Required task:
Please count how many lines in the listing below contain the word "woman", with case counting, and reply with only that number.
--- Start Provided data ---
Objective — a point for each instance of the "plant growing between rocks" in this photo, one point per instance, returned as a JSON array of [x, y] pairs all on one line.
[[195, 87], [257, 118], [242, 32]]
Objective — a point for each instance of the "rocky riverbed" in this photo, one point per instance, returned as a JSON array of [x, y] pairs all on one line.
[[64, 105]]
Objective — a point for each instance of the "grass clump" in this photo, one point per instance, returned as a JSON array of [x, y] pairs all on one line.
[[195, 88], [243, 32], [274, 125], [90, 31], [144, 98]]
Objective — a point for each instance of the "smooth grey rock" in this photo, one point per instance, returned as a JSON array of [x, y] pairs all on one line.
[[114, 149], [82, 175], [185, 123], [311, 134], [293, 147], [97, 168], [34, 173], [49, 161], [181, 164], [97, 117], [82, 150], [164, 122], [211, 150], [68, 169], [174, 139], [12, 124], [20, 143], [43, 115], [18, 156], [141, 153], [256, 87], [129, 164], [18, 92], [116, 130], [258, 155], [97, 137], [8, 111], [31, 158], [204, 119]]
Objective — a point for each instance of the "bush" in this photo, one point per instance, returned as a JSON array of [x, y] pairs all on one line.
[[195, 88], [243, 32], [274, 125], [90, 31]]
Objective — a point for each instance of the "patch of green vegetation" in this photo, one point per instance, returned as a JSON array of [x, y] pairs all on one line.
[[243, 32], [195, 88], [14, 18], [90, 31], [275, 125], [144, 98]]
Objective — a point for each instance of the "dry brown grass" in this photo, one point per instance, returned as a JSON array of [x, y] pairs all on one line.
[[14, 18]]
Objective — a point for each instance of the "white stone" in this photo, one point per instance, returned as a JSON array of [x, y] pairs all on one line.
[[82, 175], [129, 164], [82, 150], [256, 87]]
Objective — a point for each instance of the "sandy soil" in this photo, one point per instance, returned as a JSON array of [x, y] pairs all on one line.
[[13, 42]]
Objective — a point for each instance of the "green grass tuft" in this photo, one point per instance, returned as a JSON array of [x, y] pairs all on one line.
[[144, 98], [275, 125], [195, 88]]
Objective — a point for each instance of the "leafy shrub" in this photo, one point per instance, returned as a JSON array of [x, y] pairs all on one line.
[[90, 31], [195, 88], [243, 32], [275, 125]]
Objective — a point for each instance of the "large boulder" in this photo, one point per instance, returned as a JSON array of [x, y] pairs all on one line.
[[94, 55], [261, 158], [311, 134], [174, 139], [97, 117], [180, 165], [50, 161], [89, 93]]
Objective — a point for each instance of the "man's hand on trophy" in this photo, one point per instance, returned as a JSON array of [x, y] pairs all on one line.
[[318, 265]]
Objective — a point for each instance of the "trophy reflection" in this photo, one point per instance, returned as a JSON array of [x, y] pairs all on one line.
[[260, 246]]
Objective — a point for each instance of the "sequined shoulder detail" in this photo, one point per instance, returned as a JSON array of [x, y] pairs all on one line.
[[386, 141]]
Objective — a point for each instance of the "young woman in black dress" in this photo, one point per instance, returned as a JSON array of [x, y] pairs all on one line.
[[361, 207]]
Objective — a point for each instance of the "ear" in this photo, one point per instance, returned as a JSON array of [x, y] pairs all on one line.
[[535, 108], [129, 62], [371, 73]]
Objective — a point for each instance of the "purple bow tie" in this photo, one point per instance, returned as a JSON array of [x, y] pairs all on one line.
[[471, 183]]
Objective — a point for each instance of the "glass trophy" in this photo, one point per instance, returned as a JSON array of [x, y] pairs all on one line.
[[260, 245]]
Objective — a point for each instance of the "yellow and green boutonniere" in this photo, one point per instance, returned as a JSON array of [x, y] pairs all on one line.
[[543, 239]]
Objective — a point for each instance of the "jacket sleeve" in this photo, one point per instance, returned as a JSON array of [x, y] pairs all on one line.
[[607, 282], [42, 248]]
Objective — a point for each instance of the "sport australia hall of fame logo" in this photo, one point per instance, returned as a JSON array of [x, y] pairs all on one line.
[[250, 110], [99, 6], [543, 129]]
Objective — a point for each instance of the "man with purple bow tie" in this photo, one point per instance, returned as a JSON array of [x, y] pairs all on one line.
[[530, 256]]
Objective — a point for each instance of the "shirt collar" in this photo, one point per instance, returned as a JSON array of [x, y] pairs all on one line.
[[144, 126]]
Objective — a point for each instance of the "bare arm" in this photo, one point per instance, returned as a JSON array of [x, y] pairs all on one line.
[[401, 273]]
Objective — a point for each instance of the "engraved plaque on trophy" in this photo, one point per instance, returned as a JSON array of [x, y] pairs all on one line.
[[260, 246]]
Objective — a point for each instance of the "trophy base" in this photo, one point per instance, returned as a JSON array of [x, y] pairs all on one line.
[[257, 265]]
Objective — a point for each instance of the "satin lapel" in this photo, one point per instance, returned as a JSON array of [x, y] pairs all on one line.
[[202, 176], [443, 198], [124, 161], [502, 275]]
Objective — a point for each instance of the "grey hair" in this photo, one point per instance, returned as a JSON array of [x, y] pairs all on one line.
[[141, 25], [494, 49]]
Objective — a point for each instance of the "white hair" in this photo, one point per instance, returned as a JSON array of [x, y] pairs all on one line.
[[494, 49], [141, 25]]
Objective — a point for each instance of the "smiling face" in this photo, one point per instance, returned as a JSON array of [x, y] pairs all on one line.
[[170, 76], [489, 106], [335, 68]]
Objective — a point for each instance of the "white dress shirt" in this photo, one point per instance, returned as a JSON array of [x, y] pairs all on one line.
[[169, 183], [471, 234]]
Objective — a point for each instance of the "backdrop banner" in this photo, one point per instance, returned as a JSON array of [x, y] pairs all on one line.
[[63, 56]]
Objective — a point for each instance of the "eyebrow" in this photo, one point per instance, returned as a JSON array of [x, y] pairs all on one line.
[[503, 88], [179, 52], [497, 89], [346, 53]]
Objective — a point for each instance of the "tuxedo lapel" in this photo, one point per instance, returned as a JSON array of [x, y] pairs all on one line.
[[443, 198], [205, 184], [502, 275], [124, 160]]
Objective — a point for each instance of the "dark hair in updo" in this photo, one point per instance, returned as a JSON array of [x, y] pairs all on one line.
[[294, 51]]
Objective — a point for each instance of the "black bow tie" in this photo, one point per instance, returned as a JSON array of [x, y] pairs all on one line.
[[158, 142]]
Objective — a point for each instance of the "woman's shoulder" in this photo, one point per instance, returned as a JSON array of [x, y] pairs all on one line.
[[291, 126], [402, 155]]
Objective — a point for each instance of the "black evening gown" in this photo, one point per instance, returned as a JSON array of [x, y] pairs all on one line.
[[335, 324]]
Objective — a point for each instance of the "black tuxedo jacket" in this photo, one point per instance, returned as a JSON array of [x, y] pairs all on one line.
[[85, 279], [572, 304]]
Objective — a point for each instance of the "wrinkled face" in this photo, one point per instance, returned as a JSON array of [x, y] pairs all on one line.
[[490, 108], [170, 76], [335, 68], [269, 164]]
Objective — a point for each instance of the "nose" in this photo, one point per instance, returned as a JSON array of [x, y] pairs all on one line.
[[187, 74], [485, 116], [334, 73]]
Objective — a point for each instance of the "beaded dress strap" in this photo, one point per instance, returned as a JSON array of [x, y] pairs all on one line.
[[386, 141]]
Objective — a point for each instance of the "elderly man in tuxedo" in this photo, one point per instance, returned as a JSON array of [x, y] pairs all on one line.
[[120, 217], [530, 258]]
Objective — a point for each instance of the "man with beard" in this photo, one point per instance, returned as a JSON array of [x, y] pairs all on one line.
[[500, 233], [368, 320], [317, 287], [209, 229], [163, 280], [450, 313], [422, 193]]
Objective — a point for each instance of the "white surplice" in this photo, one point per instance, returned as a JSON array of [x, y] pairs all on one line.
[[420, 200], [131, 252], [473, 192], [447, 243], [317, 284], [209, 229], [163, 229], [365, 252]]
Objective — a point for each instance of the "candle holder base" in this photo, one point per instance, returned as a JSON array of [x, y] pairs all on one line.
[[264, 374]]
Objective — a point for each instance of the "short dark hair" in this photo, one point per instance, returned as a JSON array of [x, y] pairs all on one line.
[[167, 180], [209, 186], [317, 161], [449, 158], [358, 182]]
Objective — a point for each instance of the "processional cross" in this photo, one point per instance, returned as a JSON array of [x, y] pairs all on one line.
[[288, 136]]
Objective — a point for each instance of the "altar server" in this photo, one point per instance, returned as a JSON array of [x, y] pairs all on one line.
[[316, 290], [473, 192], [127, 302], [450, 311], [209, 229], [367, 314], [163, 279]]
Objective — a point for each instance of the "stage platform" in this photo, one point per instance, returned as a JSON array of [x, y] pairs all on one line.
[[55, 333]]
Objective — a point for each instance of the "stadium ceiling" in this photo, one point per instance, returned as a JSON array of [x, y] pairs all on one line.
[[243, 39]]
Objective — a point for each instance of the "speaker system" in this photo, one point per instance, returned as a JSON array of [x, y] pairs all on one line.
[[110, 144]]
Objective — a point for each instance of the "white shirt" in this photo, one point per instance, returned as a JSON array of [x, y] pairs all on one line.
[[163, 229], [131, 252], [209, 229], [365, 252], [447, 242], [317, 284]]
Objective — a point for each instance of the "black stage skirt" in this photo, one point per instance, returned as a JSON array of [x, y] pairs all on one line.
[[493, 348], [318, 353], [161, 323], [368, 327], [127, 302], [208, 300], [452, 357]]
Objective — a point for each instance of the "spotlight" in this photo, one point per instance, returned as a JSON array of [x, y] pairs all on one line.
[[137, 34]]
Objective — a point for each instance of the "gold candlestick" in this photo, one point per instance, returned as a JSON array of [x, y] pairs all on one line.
--- End Provided data ---
The reply:
2